**Instruction**.
Which lines in the records below contain the string "landscaped"? Gather every such line, treating uppercase and lowercase as different.

**Source material**.
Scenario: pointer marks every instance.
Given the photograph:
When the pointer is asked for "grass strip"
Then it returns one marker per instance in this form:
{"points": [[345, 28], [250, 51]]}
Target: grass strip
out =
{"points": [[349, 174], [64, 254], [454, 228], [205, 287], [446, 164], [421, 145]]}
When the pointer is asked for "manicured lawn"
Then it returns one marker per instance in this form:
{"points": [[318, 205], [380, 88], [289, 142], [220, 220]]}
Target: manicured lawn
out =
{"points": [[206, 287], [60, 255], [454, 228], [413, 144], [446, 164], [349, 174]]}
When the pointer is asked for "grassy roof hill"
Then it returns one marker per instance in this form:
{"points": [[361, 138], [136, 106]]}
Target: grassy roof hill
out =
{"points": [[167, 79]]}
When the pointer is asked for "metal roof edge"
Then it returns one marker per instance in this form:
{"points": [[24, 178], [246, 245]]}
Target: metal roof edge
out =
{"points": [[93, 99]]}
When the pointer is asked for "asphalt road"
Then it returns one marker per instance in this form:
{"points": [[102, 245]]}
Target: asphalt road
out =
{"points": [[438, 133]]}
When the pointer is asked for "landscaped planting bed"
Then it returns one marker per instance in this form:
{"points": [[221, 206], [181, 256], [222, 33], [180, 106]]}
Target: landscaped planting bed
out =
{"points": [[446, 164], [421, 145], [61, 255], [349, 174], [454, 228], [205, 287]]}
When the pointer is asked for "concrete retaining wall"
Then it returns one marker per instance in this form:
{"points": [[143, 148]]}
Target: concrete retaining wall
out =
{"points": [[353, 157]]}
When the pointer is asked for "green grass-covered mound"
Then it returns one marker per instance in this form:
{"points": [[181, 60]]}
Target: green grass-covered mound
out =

**Worked answer**.
When the pointer is asked for "landscaped planting bed"
Target: landscaped planting bed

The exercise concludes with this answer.